Description of the task:
Reproduce every record below exactly, without the pictures.

________________________

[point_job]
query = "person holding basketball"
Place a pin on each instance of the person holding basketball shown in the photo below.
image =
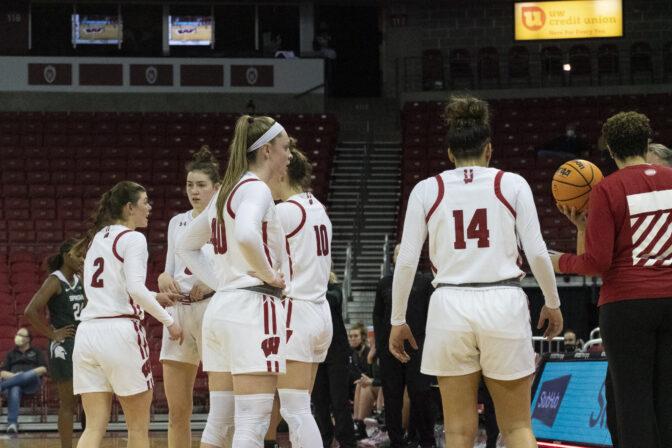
(180, 361)
(248, 275)
(479, 321)
(111, 354)
(626, 238)
(63, 294)
(659, 154)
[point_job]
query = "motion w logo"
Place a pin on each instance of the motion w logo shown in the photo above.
(651, 223)
(534, 17)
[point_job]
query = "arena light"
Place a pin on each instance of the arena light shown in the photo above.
(576, 19)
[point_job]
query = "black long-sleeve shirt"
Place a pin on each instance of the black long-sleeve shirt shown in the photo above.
(339, 350)
(416, 314)
(17, 361)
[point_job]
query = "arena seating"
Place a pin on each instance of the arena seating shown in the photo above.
(520, 128)
(55, 166)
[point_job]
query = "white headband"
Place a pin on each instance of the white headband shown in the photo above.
(269, 135)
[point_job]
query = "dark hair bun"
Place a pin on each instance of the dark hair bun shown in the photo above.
(204, 155)
(466, 111)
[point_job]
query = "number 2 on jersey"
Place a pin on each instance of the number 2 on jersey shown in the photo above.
(96, 281)
(477, 229)
(322, 239)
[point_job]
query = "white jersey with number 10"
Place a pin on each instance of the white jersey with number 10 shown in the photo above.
(308, 231)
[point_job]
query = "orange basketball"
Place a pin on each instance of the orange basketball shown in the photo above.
(573, 181)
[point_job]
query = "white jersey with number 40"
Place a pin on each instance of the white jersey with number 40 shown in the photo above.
(308, 232)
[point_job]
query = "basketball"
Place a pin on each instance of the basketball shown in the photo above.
(573, 182)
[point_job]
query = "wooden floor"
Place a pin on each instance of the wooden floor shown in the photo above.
(50, 440)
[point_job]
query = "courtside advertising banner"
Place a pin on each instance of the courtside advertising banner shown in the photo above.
(569, 404)
(579, 19)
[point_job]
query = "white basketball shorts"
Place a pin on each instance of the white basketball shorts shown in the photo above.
(309, 330)
(472, 329)
(190, 318)
(111, 355)
(244, 332)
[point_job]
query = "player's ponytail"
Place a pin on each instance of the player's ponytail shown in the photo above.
(468, 122)
(299, 170)
(55, 262)
(205, 162)
(110, 209)
(248, 130)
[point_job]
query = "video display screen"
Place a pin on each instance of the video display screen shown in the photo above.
(96, 29)
(190, 30)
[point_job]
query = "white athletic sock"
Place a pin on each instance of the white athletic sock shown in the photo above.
(253, 415)
(295, 409)
(219, 427)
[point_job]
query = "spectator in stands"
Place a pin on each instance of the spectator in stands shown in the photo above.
(359, 367)
(395, 375)
(659, 154)
(62, 293)
(367, 393)
(359, 352)
(331, 390)
(625, 240)
(20, 374)
(567, 146)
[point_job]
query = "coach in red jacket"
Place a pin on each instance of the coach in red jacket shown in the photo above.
(628, 242)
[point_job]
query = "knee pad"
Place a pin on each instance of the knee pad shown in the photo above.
(219, 427)
(253, 415)
(295, 409)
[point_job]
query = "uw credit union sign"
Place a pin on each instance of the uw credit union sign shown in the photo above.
(579, 19)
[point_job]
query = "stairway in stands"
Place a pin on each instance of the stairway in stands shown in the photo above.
(363, 198)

________________________

Exercise result:
[point_job]
query = "person holding basketball"
Place a pin on each instance of the person holding basketball shown in the photo below.
image =
(180, 361)
(248, 275)
(479, 321)
(111, 354)
(626, 238)
(63, 294)
(659, 154)
[point_job]
query = "motion w logo"
Place a pin on each instance of the motion w logo shown in the photo above.
(651, 223)
(534, 17)
[point_job]
query = "arena light"
Place a pin on each instance of the arena light shown in the photo above.
(576, 19)
[point_job]
query = "black long-sleeve shirt"
Place a pin on each instance of the black long-sleeve shirt shown in the photo above.
(339, 350)
(416, 314)
(17, 361)
[point_job]
query = "arena seating"
Place a pin on each instance of the arena seating shown in the photo above.
(520, 128)
(55, 166)
[point_job]
query = "white headband"
Place a pin on each instance of the white headband shown in the photo above.
(269, 135)
[point_job]
query = "dark hair bun"
Place a pin on each instance of the dark hair bun shown in the photo above.
(204, 155)
(466, 111)
[point_job]
query = "number 2 on jersey"
Place a pin on each instance of the number 2 on jersey shown in the photo above.
(96, 281)
(477, 229)
(322, 239)
[point_job]
query = "white jersey with number 10"
Place a pin on each instance of the white jersey with number 10 shown in the photo above.
(308, 231)
[point_job]
query = "orange basketball"
Place a pin on each instance of the orange basketball shown in the photo above.
(573, 181)
[point_job]
query = "white jersey with number 40"
Place a pin on each instance of the white jersey with number 40 shown in the photo above.
(308, 232)
[point_job]
query = "basketball"
Place a pin on each instance of the basketball shown in the photo above.
(573, 182)
[point_job]
query = "wooden floor"
Place a pin on each instance of the wooden floor shown in the photo above.
(50, 440)
[point_job]
query = "courtside advertising banner"
Place a pin on each instance of the courtside advertising banner shown in the photo above.
(569, 404)
(579, 19)
[point_job]
query = "white basketball shorts"
Place a pin on each instance of the white basketball shorts shown in the photo above.
(309, 330)
(472, 329)
(190, 318)
(111, 355)
(244, 332)
[point_job]
query = "player's ponytail"
Place a pin on each instance of the player's ponytail shown in the photo above.
(468, 122)
(299, 170)
(55, 262)
(205, 162)
(110, 209)
(248, 130)
[point_job]
query = "video display screen"
Place a pin on each instance of the video display screen shown in the photo above.
(96, 29)
(190, 30)
[point_job]
query = "white athletic sock"
Place a pin on each instance of the white athletic sock shown in the photo above.
(253, 415)
(295, 409)
(219, 427)
[point_job]
query = "spectator in stands"
Place a pin on each instance of the spectator in stands shown in the photo above.
(359, 367)
(395, 375)
(659, 154)
(62, 293)
(367, 393)
(359, 352)
(331, 390)
(625, 240)
(20, 374)
(567, 146)
[point_job]
query = "coach in red jacket"
Place a pin on each instance of the coach in red jacket shown in the photo above.
(628, 242)
[point_job]
query = "knee pad"
Place a pin on each instance of the knee pad shown in the photo above.
(219, 427)
(253, 415)
(295, 409)
[point_job]
query = "uw credit union sign"
Place a pin on each instance of the uw credit union sign shown in the photo above.
(579, 19)
[point_job]
query = "stairway in stands"
Place a pin on each instance of the stairway in stands shown in the photo above.
(363, 198)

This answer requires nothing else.